::: Information supplied

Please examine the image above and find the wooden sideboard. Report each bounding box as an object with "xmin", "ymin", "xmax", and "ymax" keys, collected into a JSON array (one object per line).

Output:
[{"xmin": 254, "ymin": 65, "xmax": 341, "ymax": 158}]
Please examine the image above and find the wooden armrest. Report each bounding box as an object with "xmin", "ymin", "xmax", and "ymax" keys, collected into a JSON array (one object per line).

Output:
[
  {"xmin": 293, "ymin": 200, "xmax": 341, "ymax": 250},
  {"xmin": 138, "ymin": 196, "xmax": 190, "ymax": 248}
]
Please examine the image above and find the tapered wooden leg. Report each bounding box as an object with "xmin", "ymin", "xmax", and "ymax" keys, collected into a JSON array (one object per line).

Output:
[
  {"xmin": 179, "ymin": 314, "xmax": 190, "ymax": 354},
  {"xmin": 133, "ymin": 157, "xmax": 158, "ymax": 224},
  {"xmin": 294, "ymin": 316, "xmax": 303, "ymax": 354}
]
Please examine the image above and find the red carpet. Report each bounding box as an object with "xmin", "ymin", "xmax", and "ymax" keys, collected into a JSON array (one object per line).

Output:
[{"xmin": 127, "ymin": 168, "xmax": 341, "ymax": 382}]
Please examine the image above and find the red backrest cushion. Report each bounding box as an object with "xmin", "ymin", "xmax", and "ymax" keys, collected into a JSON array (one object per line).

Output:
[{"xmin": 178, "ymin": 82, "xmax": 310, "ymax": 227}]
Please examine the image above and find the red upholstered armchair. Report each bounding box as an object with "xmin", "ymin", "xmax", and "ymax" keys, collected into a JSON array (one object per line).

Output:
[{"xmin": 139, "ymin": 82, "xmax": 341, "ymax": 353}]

::::::

Task goal - Output each of the lines above again word for word, keeping their order and leaving nothing out.

Solution -
Please examine the image above and find the wooden sideboard. Report each bounding box as an object with "xmin", "ymin", "xmax", and "ymax" keys, collected into a JSON array (one object per line).

Output:
[{"xmin": 254, "ymin": 65, "xmax": 341, "ymax": 158}]
Please examine the image above and find the wooden armrest. Report each bounding box as an object with "xmin", "ymin", "xmax", and "ymax" keys, collected into a JSON array (one object per line).

Output:
[
  {"xmin": 293, "ymin": 200, "xmax": 341, "ymax": 250},
  {"xmin": 138, "ymin": 196, "xmax": 190, "ymax": 248}
]
Please examine the image above and find the tapered wooden leg. Report each bounding box as an object with "xmin", "ymin", "xmax", and "ymax" keys, collected into a JSON array (one object per line).

Output:
[
  {"xmin": 179, "ymin": 314, "xmax": 190, "ymax": 354},
  {"xmin": 133, "ymin": 157, "xmax": 158, "ymax": 224},
  {"xmin": 294, "ymin": 316, "xmax": 303, "ymax": 354}
]
Please examine the image above and find the red carpet. Report each bounding box as an object with "xmin", "ymin", "xmax", and "ymax" keys, collected into a JSON array (one object per line).

Output:
[{"xmin": 127, "ymin": 168, "xmax": 341, "ymax": 382}]
Please examine the image above and find the red backrest cushion. Report each bounding box as an object with "xmin", "ymin", "xmax", and "ymax" keys, collected into a JSON array (one object per line).

Output:
[{"xmin": 178, "ymin": 82, "xmax": 310, "ymax": 227}]
Please examine the image above and find the red upholstered armchair. Report each bounding box as an object with "xmin", "ymin", "xmax", and "ymax" keys, collected into a JSON array (one object per line).

Output:
[{"xmin": 139, "ymin": 82, "xmax": 341, "ymax": 353}]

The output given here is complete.